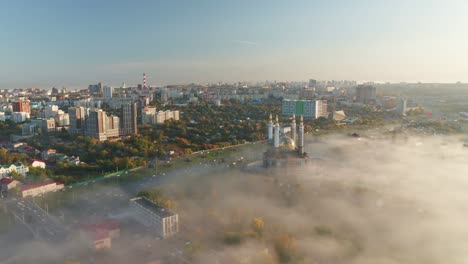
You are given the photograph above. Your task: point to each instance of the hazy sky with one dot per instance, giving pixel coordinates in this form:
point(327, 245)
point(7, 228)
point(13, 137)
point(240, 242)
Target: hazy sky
point(77, 42)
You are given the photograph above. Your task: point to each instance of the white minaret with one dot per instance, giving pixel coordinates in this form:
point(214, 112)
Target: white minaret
point(277, 133)
point(300, 138)
point(293, 129)
point(270, 129)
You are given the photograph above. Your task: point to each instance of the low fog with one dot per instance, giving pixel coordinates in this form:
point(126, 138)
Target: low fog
point(357, 200)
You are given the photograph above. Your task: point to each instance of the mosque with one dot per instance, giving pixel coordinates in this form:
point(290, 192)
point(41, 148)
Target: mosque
point(284, 150)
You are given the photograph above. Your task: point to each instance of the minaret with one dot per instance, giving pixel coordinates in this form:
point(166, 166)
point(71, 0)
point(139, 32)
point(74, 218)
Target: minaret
point(293, 129)
point(277, 133)
point(270, 129)
point(300, 138)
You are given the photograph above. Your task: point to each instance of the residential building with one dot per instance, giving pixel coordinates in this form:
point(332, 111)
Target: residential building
point(96, 124)
point(128, 121)
point(95, 88)
point(163, 221)
point(29, 129)
point(19, 117)
point(113, 126)
point(6, 170)
point(44, 125)
point(402, 107)
point(8, 183)
point(108, 91)
point(35, 163)
point(22, 106)
point(32, 190)
point(366, 94)
point(77, 119)
point(306, 108)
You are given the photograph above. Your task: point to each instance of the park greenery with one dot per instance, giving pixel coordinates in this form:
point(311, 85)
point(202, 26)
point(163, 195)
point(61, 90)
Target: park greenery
point(203, 126)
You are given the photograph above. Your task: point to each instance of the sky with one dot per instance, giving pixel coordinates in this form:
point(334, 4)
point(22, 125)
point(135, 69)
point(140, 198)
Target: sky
point(74, 43)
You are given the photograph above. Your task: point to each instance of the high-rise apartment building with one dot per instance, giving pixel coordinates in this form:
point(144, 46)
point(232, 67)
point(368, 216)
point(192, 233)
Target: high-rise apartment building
point(128, 120)
point(306, 108)
point(22, 106)
point(95, 88)
point(365, 94)
point(108, 90)
point(96, 124)
point(77, 119)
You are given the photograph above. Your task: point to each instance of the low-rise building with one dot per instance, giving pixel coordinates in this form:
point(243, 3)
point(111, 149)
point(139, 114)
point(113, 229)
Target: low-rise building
point(6, 170)
point(164, 221)
point(8, 183)
point(39, 189)
point(35, 163)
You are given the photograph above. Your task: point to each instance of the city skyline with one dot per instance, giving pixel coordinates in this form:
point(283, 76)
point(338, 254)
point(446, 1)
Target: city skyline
point(73, 44)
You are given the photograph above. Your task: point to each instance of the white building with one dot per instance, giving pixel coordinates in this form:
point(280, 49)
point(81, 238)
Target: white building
point(19, 117)
point(37, 164)
point(63, 119)
point(306, 108)
point(39, 189)
point(108, 91)
point(162, 116)
point(6, 170)
point(164, 222)
point(50, 111)
point(402, 106)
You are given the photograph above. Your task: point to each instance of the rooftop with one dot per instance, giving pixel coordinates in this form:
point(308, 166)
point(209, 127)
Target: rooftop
point(33, 186)
point(162, 212)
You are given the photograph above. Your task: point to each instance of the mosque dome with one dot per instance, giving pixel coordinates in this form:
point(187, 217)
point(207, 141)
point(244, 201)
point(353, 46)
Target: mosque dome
point(287, 143)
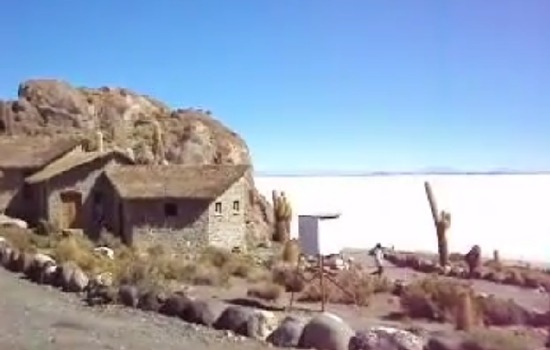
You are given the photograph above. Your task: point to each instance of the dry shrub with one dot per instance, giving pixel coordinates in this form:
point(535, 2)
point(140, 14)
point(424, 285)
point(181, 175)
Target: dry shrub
point(433, 298)
point(497, 340)
point(501, 312)
point(231, 264)
point(208, 276)
point(266, 290)
point(356, 288)
point(26, 240)
point(80, 251)
point(287, 276)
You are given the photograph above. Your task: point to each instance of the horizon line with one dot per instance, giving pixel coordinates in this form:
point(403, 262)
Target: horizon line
point(330, 173)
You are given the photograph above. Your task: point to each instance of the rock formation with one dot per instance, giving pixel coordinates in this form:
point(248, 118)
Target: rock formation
point(131, 121)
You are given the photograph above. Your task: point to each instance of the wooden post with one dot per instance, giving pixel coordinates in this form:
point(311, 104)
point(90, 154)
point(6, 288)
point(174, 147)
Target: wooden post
point(322, 281)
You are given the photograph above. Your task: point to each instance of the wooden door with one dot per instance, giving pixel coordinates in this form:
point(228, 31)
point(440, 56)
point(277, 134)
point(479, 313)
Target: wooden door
point(71, 207)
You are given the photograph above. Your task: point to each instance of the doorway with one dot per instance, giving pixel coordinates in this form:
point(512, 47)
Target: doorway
point(71, 209)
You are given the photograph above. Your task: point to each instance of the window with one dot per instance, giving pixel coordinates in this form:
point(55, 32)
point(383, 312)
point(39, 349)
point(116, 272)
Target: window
point(236, 206)
point(98, 197)
point(27, 192)
point(218, 208)
point(170, 209)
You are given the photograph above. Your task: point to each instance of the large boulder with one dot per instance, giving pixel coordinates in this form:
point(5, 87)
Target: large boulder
point(288, 333)
point(175, 305)
point(327, 332)
point(204, 312)
point(191, 136)
point(128, 295)
point(234, 318)
point(386, 338)
point(150, 300)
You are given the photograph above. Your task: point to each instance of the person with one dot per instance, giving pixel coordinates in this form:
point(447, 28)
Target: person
point(378, 254)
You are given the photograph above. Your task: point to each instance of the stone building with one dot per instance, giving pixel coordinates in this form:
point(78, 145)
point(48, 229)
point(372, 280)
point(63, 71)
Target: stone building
point(179, 206)
point(68, 191)
point(21, 156)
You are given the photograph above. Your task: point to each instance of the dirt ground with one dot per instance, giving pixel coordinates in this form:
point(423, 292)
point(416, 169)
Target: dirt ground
point(34, 317)
point(384, 304)
point(38, 316)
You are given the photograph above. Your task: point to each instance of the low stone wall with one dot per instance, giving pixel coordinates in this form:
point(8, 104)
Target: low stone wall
point(324, 331)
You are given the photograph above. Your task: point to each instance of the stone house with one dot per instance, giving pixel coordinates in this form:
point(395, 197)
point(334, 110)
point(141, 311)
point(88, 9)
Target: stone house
point(68, 192)
point(179, 206)
point(20, 157)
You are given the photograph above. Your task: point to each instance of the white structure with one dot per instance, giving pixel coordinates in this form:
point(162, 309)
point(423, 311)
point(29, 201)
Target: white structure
point(316, 234)
point(505, 212)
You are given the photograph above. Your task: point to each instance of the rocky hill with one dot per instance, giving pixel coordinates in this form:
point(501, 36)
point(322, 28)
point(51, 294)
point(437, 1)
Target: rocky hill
point(128, 120)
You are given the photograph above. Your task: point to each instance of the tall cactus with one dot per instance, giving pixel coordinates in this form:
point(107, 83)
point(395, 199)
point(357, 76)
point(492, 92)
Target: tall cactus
point(283, 216)
point(158, 143)
point(442, 222)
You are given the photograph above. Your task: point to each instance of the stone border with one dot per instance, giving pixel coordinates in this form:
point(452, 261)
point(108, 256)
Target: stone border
point(324, 331)
point(425, 265)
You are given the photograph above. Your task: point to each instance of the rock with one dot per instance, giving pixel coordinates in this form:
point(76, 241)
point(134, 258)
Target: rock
point(205, 312)
point(70, 278)
point(261, 324)
point(103, 279)
point(52, 107)
point(288, 333)
point(13, 259)
point(78, 282)
point(386, 338)
point(105, 252)
point(234, 318)
point(175, 305)
point(39, 263)
point(327, 332)
point(150, 300)
point(24, 263)
point(101, 295)
point(5, 255)
point(65, 273)
point(443, 343)
point(128, 295)
point(48, 274)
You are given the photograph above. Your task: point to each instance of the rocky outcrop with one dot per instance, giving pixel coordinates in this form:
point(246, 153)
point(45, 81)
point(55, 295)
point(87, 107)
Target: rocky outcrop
point(129, 121)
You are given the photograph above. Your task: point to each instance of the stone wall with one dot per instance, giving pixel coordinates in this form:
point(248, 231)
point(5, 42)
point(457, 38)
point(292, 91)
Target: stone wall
point(81, 179)
point(227, 229)
point(147, 223)
point(11, 182)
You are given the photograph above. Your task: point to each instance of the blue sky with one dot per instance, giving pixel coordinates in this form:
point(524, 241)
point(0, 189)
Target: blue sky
point(315, 85)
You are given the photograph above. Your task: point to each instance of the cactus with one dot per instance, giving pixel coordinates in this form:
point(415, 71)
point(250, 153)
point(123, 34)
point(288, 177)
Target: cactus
point(283, 216)
point(466, 313)
point(291, 252)
point(442, 222)
point(473, 260)
point(496, 257)
point(158, 143)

★ ★ ★ ★

*Exercise description*:
Copy from the listing above, with no changes, the lines from the one containing "the white building" up to and including the one containing "point(402, 106)".

*Answer to the task*:
You are given the photograph above. Your task: point to each instance of the white building with one dot per instance, giving pixel coordinates in this form:
point(280, 49)
point(81, 238)
Target: white building
point(19, 117)
point(37, 164)
point(63, 119)
point(306, 108)
point(39, 189)
point(108, 91)
point(162, 116)
point(6, 170)
point(164, 222)
point(50, 111)
point(402, 106)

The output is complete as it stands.